Format the lines below as a JSON list of strings, one string for each line, leaving out blank lines.

▶ **Working data**
"""
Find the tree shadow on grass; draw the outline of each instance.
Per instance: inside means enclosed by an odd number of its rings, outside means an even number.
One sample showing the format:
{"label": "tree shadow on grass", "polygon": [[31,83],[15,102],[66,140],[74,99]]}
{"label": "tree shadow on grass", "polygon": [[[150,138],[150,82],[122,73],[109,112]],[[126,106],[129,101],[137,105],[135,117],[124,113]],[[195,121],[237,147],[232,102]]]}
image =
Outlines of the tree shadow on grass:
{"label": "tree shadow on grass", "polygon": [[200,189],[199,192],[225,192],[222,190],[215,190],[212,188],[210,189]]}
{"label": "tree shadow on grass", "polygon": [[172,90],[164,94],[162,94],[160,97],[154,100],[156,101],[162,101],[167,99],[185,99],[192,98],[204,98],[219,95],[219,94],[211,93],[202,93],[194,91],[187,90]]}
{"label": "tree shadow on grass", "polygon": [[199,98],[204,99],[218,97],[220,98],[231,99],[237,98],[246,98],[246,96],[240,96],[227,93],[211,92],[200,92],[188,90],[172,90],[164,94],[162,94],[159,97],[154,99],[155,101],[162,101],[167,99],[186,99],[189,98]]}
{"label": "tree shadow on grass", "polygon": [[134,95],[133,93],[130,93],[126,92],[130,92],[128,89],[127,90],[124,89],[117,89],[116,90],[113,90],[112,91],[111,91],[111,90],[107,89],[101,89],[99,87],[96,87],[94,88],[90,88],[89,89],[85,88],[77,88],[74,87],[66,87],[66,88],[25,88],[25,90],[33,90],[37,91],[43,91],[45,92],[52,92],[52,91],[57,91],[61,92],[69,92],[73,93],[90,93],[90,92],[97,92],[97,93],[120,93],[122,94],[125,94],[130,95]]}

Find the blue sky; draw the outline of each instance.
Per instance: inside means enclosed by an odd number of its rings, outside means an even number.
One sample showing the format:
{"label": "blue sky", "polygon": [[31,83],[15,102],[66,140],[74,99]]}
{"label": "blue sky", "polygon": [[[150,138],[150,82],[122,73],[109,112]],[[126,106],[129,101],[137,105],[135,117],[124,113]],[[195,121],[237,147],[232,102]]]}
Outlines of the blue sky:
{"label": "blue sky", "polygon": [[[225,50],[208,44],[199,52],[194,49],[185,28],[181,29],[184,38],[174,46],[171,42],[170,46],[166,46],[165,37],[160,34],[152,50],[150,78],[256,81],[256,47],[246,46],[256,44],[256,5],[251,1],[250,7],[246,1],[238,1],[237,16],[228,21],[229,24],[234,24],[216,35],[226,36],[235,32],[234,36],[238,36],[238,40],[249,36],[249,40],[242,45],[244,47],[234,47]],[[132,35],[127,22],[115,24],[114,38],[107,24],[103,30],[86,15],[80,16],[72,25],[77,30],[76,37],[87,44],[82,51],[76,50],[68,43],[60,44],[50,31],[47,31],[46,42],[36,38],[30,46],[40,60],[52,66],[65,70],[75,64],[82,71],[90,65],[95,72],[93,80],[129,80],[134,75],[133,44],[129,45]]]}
"""
▶ **Answer for this exercise**
[
  "Find the tree shadow on grass; draw the outline of each instance.",
  "Per instance: inside means enclosed by an odd number of its rings, outside means an even number.",
  "One sample showing the format:",
  "{\"label\": \"tree shadow on grass\", \"polygon\": [[31,83],[15,102],[66,140],[74,99]]}",
  "{\"label\": \"tree shadow on grass\", \"polygon\": [[[150,138],[150,82],[122,73],[109,112]],[[126,106],[129,101],[137,105],[135,117],[124,113]],[[195,121],[237,147],[232,102]]]}",
  "image =",
  "Outlines of the tree shadow on grass:",
  "{\"label\": \"tree shadow on grass\", \"polygon\": [[200,189],[199,192],[225,192],[222,190],[215,190],[212,188],[210,189]]}",
  "{\"label\": \"tree shadow on grass\", \"polygon\": [[172,90],[164,94],[162,94],[160,97],[154,100],[156,101],[162,101],[167,99],[185,99],[192,98],[204,98],[219,95],[219,94],[211,93],[202,93],[194,91],[187,90]]}",
  "{\"label\": \"tree shadow on grass\", \"polygon\": [[199,98],[204,99],[218,97],[220,98],[231,99],[237,98],[246,98],[246,96],[240,96],[227,93],[211,92],[200,92],[188,90],[172,90],[164,94],[162,94],[159,97],[154,99],[155,101],[162,101],[167,99],[186,99],[189,98]]}",
  "{\"label\": \"tree shadow on grass\", \"polygon\": [[134,95],[133,93],[130,93],[126,92],[130,92],[128,89],[127,90],[124,89],[117,89],[116,90],[113,90],[112,91],[111,91],[111,90],[107,89],[101,89],[99,87],[96,87],[94,88],[90,88],[89,89],[85,88],[77,88],[74,87],[66,87],[66,88],[25,88],[25,90],[33,90],[37,91],[43,91],[45,92],[52,92],[52,91],[57,91],[61,92],[69,92],[73,93],[90,93],[90,92],[97,92],[97,93],[120,93],[122,94],[125,94],[130,95]]}",
  "Find the blue sky; draw the outline of each instance.",
  "Per instance: inside means enclosed by an odd number of its rings, outside means an even number.",
  "One sample showing the format:",
  "{\"label\": \"blue sky\", \"polygon\": [[31,83],[15,102],[66,140],[74,99]]}",
  "{\"label\": \"blue sky\", \"polygon\": [[[150,138],[150,82],[122,73],[109,112]],[[126,106],[129,101],[137,105],[135,117],[124,113]],[[195,121],[237,147],[232,102]]]}",
  "Outlines of the blue sky:",
  "{\"label\": \"blue sky\", \"polygon\": [[[225,50],[208,44],[199,52],[194,49],[185,28],[181,29],[184,38],[174,46],[171,42],[170,46],[166,46],[165,37],[160,34],[152,50],[150,78],[256,81],[256,47],[246,46],[256,44],[256,5],[251,1],[250,7],[246,1],[238,1],[237,16],[228,21],[229,24],[234,24],[216,35],[226,36],[235,32],[234,36],[238,36],[238,40],[249,36],[249,40],[242,45],[244,47],[234,47]],[[132,35],[127,22],[115,24],[114,38],[107,24],[103,30],[86,15],[80,16],[72,25],[77,30],[76,37],[87,44],[82,51],[76,50],[68,43],[60,44],[50,31],[47,31],[46,42],[36,38],[30,46],[40,60],[52,66],[65,70],[75,64],[82,71],[90,65],[95,72],[93,80],[129,80],[134,75],[133,44],[129,45]]]}"
]